Passage:

━━━━━━━━━━━━━━━━━━━━━━━━━━━━━━

11. No doubt, the Assessing Officer had pointed out that none of the persons to whom the disputed payment was made by the assessee were agents of the assessee and such payment also did not appear to have been made on behalf of the assessee. On the other hand, the first appellate authority had gone into the factual aspects in detail and found that those persons were only agents of the assessee and, consequently, he ordered the deletion of the addition made by the Assessing Officer. The first appellate authority had elaborately discussed at paragraph 4.2 of his order about the nature of the transaction done by the said co-operative society and also by perusing the letter dated April 25, 2003, of the co-operative society, he found that element of sale was not present in the transaction with the bidders as well as the agriculturists. In the absence of an element of sale in the transaction between the said society and the assessee, as found by the first appellate authority, the contention of the assessee that the said co-operative society was acting as the agent of the assessee has to be necessarily accepted. That has been rightly done by the first appellate authority.

12. In so far as the other persons, viz., P. K. R. Murugan Commission Mundy is concerned, the first appellate authority on verification of the return filed by the said person for the above assessment year 1998-99, found that the credit side of the profit and loss account showed receipts from agriculturists as cotton commission receipts and receipts from bidders as merchant commission. The first appellate authority also found that the sales tax assessment orders supported the case of the assessee to the effect that the total turnover as per the accounts representing local sales of cotton kappas as agents of agriculturist/principals.

━━━━━━━━━━━━━━━━━━━━━━━━━━━━━━

Entries supplied:

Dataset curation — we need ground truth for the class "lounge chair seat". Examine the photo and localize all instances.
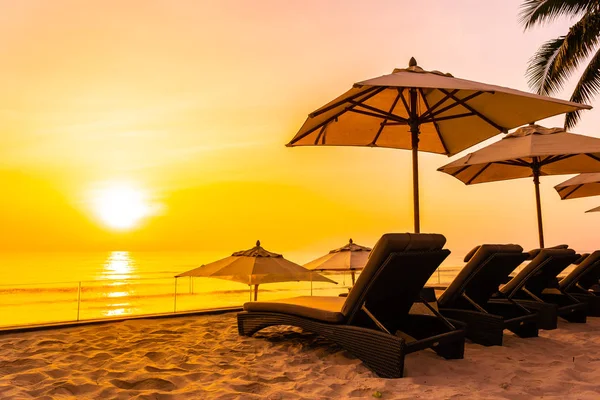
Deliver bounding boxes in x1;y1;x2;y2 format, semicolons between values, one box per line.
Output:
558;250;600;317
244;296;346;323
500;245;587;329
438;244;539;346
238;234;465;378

━━━━━━━━━━━━━━━━━━━━━━━━━━━━━━

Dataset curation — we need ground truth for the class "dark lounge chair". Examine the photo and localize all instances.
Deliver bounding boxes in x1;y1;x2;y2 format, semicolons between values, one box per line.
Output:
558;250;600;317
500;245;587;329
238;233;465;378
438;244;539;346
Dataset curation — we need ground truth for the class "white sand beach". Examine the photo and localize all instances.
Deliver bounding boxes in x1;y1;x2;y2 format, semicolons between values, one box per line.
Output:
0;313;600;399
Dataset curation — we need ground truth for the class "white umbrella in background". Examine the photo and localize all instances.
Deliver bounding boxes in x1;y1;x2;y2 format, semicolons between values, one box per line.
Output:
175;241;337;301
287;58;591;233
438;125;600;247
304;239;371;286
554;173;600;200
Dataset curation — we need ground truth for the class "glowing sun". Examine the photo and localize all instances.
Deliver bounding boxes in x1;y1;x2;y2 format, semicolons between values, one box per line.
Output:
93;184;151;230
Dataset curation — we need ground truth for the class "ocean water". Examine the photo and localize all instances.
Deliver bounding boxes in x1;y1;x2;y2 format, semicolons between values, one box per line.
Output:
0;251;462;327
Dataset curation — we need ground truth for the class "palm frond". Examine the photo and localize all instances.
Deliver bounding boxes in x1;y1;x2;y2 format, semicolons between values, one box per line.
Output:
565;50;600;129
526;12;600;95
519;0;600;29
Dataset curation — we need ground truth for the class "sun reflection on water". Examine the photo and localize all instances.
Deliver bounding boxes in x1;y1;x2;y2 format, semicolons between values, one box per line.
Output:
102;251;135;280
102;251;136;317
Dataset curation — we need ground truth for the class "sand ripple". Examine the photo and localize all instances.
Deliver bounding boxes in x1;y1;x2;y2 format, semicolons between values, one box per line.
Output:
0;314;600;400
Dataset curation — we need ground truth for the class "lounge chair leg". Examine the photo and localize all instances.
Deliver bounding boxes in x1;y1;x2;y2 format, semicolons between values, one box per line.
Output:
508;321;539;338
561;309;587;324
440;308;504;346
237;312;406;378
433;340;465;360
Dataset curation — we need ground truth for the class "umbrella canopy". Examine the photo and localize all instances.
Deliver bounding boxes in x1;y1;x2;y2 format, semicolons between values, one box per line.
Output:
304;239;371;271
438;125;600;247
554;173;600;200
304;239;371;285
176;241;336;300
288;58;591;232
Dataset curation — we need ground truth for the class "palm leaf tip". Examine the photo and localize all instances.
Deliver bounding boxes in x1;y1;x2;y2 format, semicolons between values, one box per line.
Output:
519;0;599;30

━━━━━━━━━━━━━━━━━━━━━━━━━━━━━━

Actions to take:
a: In the tax ruling, why does the contention that the co-operative society acted as the assessee's agent have to be accepted? Answer in one to three sentences.
b: According to the tax ruling, what is the date of the co-operative society's letter that the first appellate authority examined?
c: Extend the tax ruling, picking up right after its last sentence.
The records have nothing to do with the tax ruling.

Final answers:
a: The first appellate authority found no element of sale in the transaction between the society and the assessee. Without that element, the assessee's claim that the society was acting as its agent has to be accepted.

b: April 25, 2003.

c:
13. Therefore, after rendering such factual finding on the status of those persons as agents, the first appellate authority rejected the contention of the Assessing Officer. On further appeal, the Tribunal further found that all those persons to whom the disputed payment made by the assessee had charged 1 per cent. commission from the assessee and, therefore, such persons were acting on behalf of the assessee in the process of auction. When that being the factual finding in respect of the status of those persons, concurrently, by the first appellate authority as well as by the Tribunal by holding that those persons have acted as agents of the assessee, we have no hesitation in holding that the assessee is entitled to protection under rule 6DD(i) of the said Rules as the disputed payments were made only to its agents. Apart from that aspect, by going through the nature of business and transaction between the parties, an element of commercial expediency was also involved in this case, which we can take judicial notice. There are no other materials placed before us by the Revenue to take a different view, moreover when those findings rendered by the first appellate authority as well as the Tribunal is totally a finding of fact, we are not inclined to interfere with the same. Consequently, we find no merits in this appeal and the question of law is answered against the Revenue. Accordingly, the tax case appeal is dismissed. No costs.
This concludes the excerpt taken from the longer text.